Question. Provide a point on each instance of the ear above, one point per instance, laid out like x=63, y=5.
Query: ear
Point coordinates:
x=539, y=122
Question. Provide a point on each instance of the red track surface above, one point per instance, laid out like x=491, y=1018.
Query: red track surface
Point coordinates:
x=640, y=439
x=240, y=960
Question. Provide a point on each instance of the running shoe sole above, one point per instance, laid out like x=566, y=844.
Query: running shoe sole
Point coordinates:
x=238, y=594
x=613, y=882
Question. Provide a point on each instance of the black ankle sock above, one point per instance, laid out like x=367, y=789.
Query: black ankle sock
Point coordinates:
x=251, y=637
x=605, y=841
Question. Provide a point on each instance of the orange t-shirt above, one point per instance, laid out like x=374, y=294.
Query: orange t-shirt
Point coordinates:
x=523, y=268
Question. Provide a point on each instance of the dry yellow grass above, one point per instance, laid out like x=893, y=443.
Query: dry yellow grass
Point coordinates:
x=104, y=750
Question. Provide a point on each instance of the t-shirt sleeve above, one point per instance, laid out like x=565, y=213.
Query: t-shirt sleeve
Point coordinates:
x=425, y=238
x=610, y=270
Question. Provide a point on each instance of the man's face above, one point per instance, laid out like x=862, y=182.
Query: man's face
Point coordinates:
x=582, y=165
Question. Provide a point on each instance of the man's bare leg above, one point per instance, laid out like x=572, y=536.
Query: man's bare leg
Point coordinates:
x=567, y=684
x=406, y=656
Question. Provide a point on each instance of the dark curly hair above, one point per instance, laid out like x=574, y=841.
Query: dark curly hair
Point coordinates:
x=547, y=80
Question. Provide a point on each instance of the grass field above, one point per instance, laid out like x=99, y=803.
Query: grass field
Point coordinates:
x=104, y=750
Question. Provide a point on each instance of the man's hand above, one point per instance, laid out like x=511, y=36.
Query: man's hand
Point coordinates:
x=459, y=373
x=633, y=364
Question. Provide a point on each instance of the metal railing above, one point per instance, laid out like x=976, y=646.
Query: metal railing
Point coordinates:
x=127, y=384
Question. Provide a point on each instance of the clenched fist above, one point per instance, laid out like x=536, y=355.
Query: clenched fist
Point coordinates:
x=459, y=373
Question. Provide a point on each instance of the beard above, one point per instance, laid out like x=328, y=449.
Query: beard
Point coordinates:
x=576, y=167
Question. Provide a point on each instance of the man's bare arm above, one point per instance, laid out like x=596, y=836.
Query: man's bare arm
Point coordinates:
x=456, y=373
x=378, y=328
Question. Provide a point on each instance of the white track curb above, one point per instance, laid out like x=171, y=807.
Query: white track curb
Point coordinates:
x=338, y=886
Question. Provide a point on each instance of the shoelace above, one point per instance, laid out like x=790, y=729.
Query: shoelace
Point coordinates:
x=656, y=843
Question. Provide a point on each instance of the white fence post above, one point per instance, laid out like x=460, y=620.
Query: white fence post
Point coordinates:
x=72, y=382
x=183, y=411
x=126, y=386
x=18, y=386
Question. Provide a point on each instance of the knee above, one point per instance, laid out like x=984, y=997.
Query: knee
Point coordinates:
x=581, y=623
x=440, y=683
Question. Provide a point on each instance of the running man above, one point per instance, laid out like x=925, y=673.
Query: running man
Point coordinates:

------------

▶ [WHAT YOU SHOULD DO] Some lines contain the word "shoelace". Pull each one out of the listing.

▶ [THE ANSWER]
Question. Provide a point on each instance of the shoelace above, one point per instance, laid out like x=790, y=729.
Query: shoelace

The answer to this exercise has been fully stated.